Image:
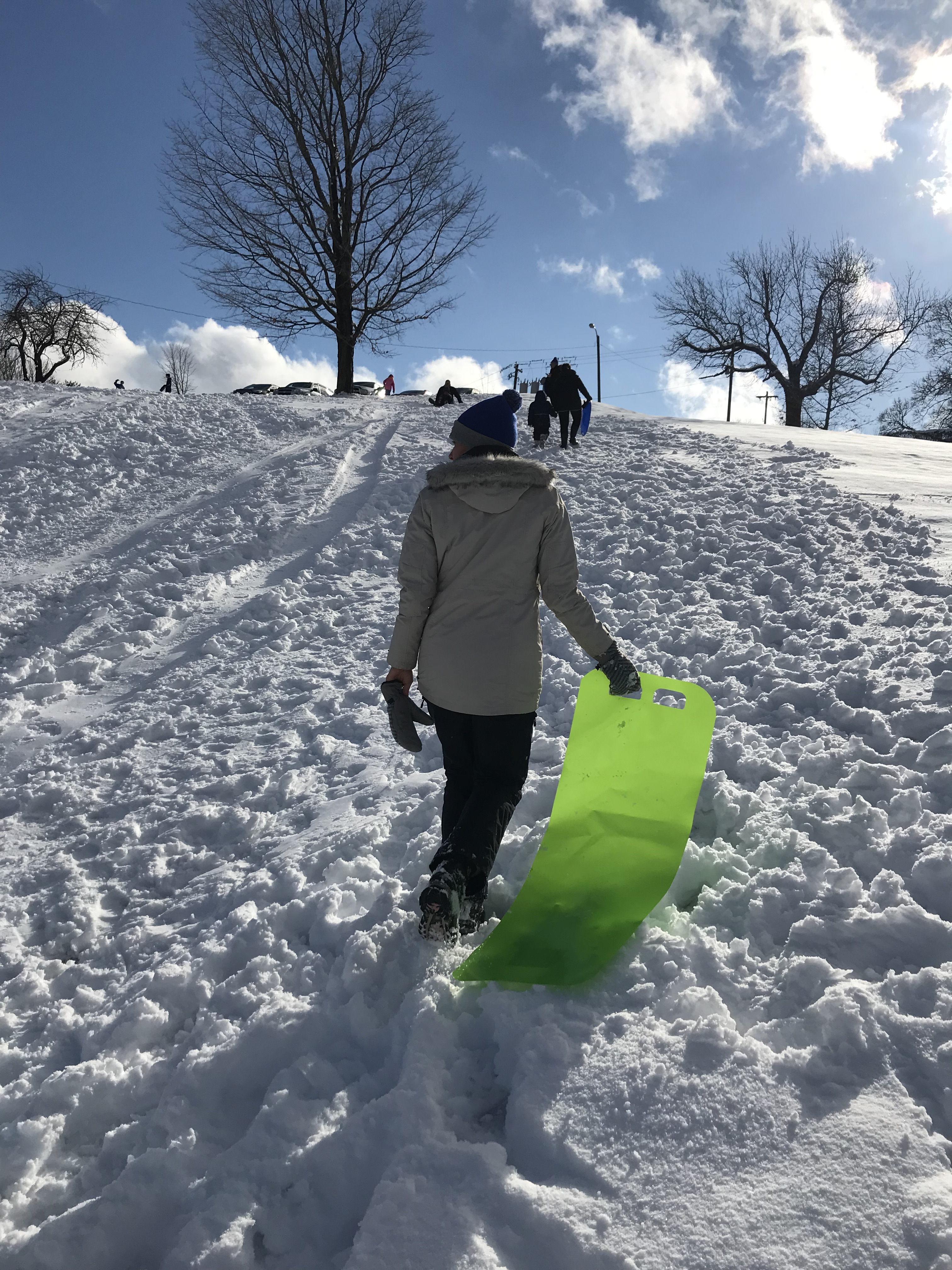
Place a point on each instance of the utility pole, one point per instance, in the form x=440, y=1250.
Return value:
x=598, y=360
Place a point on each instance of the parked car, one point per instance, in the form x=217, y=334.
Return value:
x=300, y=388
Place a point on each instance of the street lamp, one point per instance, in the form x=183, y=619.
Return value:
x=598, y=359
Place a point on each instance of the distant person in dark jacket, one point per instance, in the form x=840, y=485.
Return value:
x=445, y=395
x=564, y=386
x=541, y=411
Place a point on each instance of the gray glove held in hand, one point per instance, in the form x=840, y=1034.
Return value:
x=403, y=714
x=622, y=676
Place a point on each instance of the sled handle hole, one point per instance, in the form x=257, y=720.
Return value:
x=669, y=698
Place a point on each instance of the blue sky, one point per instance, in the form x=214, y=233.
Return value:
x=617, y=141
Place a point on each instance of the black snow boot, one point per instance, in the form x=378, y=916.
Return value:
x=441, y=903
x=403, y=713
x=621, y=673
x=473, y=914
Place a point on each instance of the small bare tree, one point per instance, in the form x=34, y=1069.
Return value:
x=42, y=329
x=927, y=412
x=179, y=363
x=817, y=323
x=318, y=177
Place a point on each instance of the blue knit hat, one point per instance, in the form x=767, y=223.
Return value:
x=490, y=422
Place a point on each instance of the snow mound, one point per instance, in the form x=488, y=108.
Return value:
x=223, y=1043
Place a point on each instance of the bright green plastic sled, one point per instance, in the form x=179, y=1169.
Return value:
x=619, y=828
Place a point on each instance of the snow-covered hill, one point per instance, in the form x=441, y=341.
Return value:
x=224, y=1043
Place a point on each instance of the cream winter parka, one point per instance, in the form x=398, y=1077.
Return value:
x=485, y=538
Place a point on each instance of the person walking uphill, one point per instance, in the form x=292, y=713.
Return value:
x=564, y=386
x=541, y=411
x=485, y=538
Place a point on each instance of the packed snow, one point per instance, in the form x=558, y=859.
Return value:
x=224, y=1043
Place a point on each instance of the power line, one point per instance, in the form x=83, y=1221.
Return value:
x=431, y=348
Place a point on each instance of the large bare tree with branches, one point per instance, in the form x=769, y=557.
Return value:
x=318, y=182
x=179, y=363
x=818, y=323
x=927, y=412
x=42, y=329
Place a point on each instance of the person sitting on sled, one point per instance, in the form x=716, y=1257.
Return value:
x=485, y=538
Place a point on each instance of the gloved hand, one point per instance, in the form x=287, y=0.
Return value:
x=403, y=713
x=621, y=673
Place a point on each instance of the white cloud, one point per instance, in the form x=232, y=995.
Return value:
x=509, y=153
x=607, y=281
x=568, y=268
x=586, y=206
x=645, y=268
x=597, y=277
x=666, y=87
x=658, y=88
x=462, y=373
x=835, y=81
x=226, y=358
x=695, y=398
x=645, y=180
x=935, y=73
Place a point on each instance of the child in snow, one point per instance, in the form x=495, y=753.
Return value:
x=541, y=411
x=488, y=534
x=446, y=394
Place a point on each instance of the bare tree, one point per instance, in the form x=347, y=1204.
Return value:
x=179, y=363
x=927, y=412
x=318, y=176
x=817, y=323
x=42, y=329
x=9, y=361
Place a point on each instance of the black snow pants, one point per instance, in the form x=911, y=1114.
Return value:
x=564, y=425
x=487, y=761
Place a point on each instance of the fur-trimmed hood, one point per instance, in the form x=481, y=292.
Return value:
x=490, y=483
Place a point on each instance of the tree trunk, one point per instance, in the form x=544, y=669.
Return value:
x=346, y=361
x=344, y=306
x=794, y=404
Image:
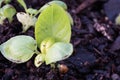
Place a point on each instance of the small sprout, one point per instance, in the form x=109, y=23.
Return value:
x=7, y=11
x=53, y=34
x=26, y=20
x=19, y=49
x=22, y=3
x=62, y=68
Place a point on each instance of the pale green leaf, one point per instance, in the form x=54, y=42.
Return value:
x=46, y=44
x=53, y=22
x=59, y=51
x=60, y=3
x=31, y=11
x=9, y=11
x=19, y=49
x=39, y=59
x=22, y=3
x=26, y=20
x=70, y=18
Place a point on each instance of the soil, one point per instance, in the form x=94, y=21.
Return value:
x=96, y=41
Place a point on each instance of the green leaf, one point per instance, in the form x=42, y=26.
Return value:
x=70, y=18
x=19, y=49
x=39, y=59
x=31, y=11
x=59, y=51
x=46, y=44
x=9, y=11
x=60, y=3
x=53, y=22
x=26, y=20
x=22, y=3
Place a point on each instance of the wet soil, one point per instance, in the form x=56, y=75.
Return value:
x=96, y=41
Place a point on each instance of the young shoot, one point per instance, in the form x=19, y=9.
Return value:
x=7, y=11
x=27, y=18
x=53, y=33
x=19, y=49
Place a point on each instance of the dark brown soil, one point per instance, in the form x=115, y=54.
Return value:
x=96, y=42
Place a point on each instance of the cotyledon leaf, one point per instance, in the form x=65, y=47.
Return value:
x=19, y=49
x=59, y=51
x=53, y=22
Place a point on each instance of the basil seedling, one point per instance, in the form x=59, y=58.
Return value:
x=7, y=11
x=19, y=49
x=53, y=33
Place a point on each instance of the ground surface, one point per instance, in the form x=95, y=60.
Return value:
x=96, y=42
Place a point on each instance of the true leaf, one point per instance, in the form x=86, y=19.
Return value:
x=59, y=51
x=19, y=49
x=53, y=22
x=9, y=11
x=60, y=3
x=39, y=59
x=23, y=4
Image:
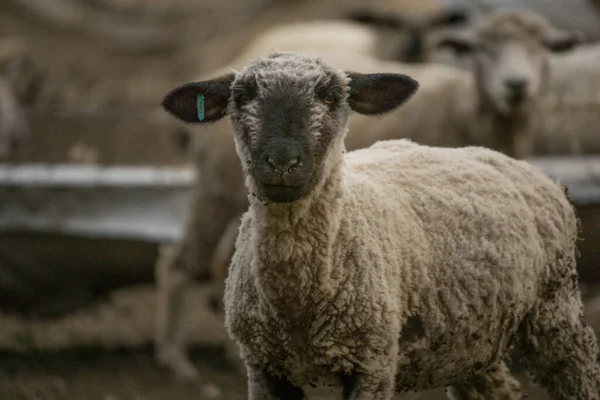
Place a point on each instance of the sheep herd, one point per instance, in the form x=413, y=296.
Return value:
x=398, y=266
x=364, y=211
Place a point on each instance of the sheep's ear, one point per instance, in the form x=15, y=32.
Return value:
x=561, y=41
x=199, y=102
x=449, y=16
x=379, y=93
x=461, y=43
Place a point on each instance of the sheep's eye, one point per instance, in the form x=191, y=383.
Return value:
x=330, y=98
x=244, y=94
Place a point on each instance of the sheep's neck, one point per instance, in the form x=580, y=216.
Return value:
x=509, y=134
x=293, y=245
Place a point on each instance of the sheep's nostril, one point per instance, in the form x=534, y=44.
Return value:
x=283, y=164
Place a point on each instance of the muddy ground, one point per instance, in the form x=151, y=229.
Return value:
x=104, y=352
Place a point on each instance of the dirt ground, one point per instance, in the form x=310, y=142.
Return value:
x=132, y=375
x=104, y=352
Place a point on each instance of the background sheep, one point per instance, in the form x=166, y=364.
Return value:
x=220, y=196
x=19, y=84
x=299, y=299
x=458, y=114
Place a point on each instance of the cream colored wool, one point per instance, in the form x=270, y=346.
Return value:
x=457, y=248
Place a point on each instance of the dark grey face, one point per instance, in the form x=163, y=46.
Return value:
x=289, y=114
x=286, y=122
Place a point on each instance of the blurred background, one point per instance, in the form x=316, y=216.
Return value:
x=111, y=211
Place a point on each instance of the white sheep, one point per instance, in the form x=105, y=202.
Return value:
x=456, y=116
x=14, y=127
x=19, y=84
x=393, y=268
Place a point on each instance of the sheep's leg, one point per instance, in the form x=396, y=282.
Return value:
x=264, y=386
x=220, y=262
x=561, y=348
x=375, y=383
x=494, y=384
x=219, y=267
x=172, y=281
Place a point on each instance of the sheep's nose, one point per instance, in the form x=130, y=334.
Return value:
x=283, y=162
x=516, y=86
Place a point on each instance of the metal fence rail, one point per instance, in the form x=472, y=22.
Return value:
x=151, y=203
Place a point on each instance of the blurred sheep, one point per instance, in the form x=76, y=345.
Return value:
x=451, y=109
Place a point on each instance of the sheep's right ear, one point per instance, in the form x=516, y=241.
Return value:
x=200, y=102
x=377, y=19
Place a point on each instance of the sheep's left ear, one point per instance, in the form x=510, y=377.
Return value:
x=561, y=41
x=379, y=93
x=200, y=102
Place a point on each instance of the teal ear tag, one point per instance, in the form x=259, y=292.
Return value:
x=200, y=106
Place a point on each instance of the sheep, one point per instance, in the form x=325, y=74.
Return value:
x=343, y=264
x=456, y=117
x=402, y=38
x=358, y=34
x=19, y=84
x=219, y=198
x=14, y=127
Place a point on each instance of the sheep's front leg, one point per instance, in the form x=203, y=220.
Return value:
x=264, y=386
x=375, y=380
x=368, y=387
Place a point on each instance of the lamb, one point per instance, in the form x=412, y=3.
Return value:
x=13, y=125
x=342, y=262
x=456, y=117
x=19, y=83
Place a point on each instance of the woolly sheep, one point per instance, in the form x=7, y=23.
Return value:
x=455, y=117
x=343, y=264
x=13, y=125
x=19, y=83
x=220, y=197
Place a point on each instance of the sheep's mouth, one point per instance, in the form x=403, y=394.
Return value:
x=282, y=193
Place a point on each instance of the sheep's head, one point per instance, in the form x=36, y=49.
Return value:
x=508, y=50
x=14, y=128
x=289, y=114
x=19, y=68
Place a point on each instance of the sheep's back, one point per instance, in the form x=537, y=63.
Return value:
x=483, y=232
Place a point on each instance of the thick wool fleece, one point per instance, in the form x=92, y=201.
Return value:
x=435, y=254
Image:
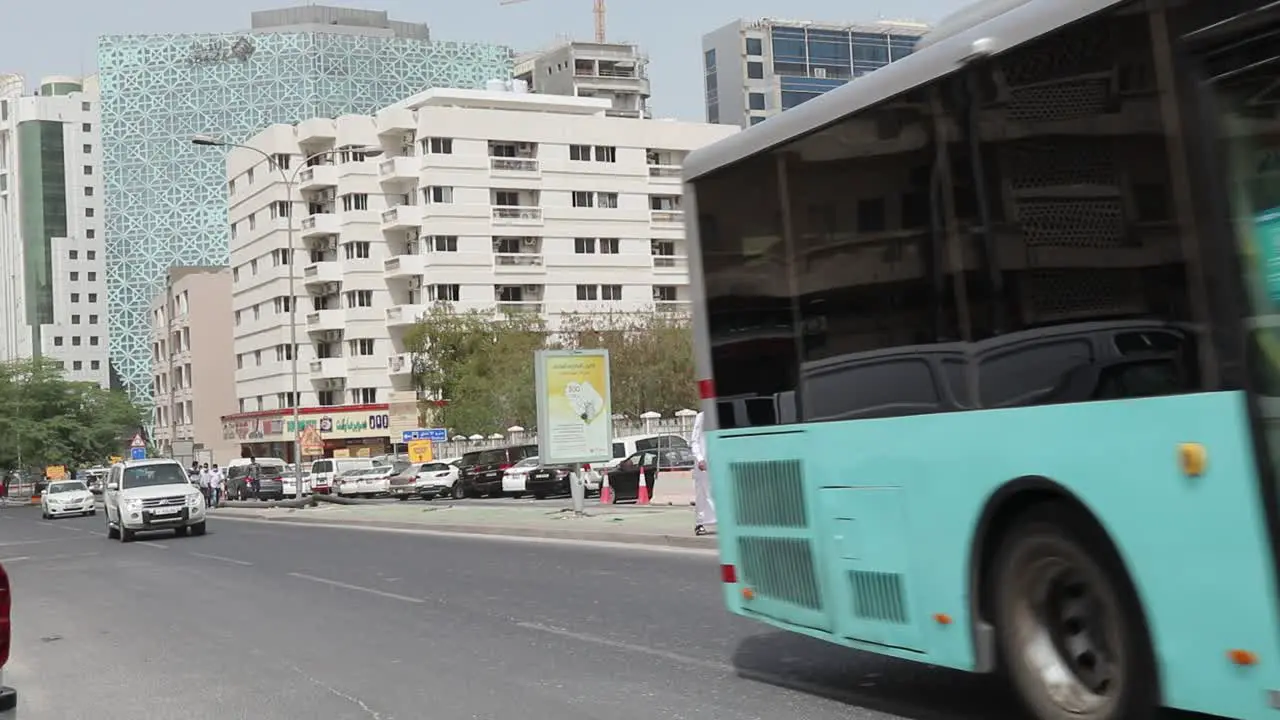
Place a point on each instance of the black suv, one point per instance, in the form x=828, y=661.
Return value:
x=480, y=472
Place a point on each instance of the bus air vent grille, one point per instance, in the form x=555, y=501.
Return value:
x=878, y=596
x=780, y=569
x=768, y=493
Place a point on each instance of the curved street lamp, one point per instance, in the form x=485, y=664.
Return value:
x=289, y=181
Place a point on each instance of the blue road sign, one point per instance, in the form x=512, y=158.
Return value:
x=434, y=434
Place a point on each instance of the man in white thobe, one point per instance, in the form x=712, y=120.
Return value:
x=704, y=506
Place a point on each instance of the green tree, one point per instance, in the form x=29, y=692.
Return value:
x=650, y=358
x=50, y=420
x=480, y=365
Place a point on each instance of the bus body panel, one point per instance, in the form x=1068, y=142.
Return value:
x=867, y=545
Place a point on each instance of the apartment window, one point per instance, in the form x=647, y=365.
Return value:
x=437, y=195
x=355, y=201
x=446, y=292
x=438, y=145
x=360, y=299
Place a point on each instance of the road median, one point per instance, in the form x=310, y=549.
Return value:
x=670, y=527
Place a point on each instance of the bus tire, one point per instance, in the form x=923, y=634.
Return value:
x=1069, y=627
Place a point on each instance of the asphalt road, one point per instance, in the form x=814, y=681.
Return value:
x=263, y=621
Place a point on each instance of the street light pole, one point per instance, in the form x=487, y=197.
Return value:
x=289, y=181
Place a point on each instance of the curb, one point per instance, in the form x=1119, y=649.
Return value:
x=705, y=542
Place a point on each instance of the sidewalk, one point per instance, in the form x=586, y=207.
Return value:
x=652, y=525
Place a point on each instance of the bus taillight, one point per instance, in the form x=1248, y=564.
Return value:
x=728, y=574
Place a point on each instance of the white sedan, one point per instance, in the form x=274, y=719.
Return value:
x=67, y=497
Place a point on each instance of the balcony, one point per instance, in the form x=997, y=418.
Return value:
x=398, y=169
x=507, y=167
x=325, y=320
x=318, y=273
x=667, y=217
x=403, y=267
x=405, y=315
x=329, y=368
x=320, y=224
x=517, y=215
x=318, y=177
x=519, y=263
x=670, y=264
x=401, y=364
x=402, y=217
x=520, y=306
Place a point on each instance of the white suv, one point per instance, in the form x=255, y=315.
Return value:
x=146, y=496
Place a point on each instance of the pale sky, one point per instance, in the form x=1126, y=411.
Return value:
x=59, y=36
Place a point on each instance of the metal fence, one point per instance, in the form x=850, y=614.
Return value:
x=621, y=428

### WORK INSTRUCTIONS
Take the line containing "Place a point on each instance of the metal fence, one" and each line after it up to the last line of the listing, and print them exactly.

### WRITTEN SOLUTION
Place a point on each instance of the metal fence, one point per instance, in the form x=850, y=614.
Return value:
x=621, y=428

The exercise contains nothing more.